Directions for this task:
Once you find a line containing the word "segment" in the entries below, copy it.

Data extracts:
'''
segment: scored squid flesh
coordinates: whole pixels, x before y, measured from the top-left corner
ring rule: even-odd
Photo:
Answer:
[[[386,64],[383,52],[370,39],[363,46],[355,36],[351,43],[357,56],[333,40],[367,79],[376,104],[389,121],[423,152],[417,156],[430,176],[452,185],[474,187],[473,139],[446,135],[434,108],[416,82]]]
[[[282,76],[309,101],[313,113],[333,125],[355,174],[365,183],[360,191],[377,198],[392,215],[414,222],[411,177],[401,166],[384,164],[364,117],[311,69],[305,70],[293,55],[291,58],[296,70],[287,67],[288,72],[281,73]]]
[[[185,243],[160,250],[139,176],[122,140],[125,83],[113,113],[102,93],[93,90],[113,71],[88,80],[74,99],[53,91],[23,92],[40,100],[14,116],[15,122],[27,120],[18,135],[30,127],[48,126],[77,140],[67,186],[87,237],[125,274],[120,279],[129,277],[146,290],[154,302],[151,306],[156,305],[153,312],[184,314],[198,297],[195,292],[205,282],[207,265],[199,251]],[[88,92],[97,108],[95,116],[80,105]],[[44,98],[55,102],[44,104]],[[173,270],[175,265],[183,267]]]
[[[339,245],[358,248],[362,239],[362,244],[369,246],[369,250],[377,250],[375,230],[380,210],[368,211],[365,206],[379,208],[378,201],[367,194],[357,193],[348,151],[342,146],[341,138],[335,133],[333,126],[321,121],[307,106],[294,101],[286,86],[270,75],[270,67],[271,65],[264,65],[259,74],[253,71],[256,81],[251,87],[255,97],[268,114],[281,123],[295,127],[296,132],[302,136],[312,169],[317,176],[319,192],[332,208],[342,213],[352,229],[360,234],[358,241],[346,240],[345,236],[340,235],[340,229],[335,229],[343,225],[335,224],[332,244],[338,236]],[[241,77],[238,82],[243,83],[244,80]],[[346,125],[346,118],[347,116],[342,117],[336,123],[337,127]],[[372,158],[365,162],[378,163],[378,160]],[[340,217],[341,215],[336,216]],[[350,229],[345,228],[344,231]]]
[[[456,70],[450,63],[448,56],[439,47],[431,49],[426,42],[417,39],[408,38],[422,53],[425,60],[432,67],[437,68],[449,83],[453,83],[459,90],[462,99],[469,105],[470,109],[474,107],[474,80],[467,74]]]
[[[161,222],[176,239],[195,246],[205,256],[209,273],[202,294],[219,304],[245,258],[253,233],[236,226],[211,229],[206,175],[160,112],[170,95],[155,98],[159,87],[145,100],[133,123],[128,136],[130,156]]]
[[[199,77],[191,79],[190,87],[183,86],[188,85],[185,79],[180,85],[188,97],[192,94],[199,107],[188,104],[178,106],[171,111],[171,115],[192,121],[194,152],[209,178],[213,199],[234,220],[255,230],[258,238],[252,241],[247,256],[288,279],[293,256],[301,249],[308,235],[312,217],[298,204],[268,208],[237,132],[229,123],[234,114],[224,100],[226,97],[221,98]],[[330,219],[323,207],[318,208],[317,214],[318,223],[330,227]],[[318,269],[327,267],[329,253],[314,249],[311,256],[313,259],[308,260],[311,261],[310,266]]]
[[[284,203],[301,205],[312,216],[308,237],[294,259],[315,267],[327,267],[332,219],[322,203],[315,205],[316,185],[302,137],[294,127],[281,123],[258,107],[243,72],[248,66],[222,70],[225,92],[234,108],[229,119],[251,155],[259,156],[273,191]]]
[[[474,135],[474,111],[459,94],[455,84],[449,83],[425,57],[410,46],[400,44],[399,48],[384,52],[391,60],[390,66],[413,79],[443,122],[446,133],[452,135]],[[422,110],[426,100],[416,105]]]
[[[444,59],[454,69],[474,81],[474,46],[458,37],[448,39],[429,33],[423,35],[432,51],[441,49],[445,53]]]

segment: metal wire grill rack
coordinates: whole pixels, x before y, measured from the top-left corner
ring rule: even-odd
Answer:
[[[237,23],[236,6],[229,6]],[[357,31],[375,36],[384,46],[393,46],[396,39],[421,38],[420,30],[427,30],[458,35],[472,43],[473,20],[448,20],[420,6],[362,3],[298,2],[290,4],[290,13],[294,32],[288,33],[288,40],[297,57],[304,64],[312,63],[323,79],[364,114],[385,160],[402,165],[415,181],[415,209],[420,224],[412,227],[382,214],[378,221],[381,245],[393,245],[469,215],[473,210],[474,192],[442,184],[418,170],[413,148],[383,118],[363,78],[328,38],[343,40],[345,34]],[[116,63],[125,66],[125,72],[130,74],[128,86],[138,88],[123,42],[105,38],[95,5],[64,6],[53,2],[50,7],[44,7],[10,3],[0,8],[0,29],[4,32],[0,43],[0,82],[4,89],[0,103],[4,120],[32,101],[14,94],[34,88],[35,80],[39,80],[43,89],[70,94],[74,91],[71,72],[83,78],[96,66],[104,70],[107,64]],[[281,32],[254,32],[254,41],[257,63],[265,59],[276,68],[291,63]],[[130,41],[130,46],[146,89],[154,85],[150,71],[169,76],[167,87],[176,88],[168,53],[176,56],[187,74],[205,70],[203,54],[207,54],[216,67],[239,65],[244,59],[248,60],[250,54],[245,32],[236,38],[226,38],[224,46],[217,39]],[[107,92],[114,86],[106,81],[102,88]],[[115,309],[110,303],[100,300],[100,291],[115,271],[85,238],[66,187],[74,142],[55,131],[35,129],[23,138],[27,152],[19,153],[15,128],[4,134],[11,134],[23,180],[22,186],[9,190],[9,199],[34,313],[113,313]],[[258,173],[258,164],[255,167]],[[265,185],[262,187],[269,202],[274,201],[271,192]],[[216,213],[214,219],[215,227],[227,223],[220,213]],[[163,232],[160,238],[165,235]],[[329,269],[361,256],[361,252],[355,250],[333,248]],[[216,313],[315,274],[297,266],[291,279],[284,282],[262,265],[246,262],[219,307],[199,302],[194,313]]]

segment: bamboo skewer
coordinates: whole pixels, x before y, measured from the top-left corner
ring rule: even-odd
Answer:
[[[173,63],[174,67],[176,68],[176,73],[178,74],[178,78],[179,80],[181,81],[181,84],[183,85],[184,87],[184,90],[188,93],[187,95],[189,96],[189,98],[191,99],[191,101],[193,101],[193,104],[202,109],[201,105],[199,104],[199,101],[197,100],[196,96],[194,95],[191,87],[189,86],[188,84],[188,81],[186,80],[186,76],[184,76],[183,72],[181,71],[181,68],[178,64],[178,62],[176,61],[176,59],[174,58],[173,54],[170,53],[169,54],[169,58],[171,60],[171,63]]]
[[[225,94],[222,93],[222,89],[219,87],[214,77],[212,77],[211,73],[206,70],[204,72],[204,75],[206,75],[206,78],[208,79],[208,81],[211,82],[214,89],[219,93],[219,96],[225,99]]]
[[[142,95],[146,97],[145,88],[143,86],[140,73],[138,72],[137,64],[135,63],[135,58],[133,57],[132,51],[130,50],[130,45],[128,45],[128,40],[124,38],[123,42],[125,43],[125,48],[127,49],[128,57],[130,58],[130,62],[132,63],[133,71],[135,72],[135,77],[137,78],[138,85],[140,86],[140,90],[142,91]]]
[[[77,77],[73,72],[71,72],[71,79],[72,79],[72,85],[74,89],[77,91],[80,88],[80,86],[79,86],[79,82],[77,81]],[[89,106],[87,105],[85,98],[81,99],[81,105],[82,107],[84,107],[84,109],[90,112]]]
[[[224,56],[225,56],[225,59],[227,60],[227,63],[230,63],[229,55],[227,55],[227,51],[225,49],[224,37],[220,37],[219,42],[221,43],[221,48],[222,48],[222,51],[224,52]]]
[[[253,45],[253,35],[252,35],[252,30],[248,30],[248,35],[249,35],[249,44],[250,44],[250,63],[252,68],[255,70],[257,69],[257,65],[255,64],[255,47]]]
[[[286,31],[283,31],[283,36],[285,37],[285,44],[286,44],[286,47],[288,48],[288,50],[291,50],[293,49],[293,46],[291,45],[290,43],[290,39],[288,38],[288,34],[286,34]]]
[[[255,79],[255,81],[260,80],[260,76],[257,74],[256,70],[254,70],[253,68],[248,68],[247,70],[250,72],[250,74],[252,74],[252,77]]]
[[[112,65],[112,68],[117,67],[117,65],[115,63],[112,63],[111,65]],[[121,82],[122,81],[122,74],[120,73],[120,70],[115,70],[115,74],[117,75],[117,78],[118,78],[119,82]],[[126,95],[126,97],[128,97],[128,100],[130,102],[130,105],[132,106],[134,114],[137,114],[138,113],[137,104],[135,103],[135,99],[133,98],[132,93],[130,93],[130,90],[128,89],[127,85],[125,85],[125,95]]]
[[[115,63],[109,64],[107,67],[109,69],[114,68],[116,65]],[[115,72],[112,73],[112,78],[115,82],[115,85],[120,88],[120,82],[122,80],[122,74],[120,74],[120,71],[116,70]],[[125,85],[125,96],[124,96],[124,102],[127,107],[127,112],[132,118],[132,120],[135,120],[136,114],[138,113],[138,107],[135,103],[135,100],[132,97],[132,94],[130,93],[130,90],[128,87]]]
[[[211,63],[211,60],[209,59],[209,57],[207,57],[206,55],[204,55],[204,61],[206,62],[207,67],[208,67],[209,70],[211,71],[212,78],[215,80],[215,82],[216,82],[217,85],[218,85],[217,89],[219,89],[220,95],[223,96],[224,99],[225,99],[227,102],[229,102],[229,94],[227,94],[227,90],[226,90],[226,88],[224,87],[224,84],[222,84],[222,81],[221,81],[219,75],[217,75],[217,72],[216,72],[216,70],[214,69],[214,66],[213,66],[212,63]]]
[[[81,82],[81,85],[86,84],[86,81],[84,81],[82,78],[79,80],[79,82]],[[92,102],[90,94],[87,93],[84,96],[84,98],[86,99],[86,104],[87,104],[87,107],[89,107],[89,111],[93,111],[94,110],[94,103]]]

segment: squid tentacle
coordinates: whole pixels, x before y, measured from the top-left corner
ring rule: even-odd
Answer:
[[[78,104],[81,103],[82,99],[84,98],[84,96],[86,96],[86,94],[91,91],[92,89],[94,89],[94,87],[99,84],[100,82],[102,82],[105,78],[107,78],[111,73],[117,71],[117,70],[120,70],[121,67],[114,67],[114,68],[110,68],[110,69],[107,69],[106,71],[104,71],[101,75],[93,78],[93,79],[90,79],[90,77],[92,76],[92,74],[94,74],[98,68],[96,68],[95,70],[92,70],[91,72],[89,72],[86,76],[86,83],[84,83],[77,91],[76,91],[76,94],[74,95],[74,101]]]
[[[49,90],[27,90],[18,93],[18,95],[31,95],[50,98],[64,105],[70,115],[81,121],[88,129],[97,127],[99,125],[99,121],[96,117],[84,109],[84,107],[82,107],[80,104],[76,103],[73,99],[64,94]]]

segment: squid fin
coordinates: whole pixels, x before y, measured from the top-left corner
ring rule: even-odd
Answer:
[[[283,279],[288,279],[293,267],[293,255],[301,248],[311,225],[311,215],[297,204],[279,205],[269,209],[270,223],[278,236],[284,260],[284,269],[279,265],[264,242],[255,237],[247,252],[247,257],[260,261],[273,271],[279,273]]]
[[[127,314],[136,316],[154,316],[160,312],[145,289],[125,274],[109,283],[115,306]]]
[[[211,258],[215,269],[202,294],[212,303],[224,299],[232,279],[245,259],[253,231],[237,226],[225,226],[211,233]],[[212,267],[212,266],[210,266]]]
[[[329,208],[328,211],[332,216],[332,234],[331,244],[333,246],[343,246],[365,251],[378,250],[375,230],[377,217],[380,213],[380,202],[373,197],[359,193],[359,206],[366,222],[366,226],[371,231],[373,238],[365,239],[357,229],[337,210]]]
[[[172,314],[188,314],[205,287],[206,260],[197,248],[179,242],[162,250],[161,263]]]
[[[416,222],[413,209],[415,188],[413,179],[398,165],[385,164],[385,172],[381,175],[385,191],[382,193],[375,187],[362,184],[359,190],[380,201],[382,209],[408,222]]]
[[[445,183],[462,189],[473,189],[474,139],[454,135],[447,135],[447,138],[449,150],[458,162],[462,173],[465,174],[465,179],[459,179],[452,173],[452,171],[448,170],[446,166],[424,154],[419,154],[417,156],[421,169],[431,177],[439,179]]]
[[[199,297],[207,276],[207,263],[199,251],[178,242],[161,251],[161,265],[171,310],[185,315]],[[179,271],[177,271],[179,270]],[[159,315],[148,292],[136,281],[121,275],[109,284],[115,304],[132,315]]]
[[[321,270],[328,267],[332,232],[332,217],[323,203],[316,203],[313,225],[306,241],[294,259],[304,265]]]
'''
Exercise solution:
segment: scored squid flesh
segment: metal wire grill rack
segment: bamboo skewer
segment: squid tentacle
segment: squid fin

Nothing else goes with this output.